-- Data under study follows --

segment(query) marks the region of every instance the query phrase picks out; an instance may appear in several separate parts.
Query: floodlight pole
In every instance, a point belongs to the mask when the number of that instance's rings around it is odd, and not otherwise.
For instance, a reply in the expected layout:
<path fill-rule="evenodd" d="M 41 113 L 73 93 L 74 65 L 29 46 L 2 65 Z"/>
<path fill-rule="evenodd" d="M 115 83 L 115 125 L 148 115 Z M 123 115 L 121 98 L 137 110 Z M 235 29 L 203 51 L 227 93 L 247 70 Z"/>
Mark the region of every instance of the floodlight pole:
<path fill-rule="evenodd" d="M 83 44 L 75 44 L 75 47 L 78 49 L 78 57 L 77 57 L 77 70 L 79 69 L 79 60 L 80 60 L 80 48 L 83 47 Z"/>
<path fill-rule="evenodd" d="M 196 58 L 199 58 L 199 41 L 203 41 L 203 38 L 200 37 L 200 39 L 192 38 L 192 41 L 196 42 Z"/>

-- Data under study concluded --

Your answer must be the lines from the first line of the entries above through the line that contains "For instance, a", written out exactly.

== Exercise result ==
segment(query) marks the region of every instance the query phrase picks out; an instance may appear in several separate parts.
Query: floodlight pole
In every instance, a point belongs to the mask when the number of that instance's rings around it is odd, and not otherwise.
For instance, a reply in the expected layout:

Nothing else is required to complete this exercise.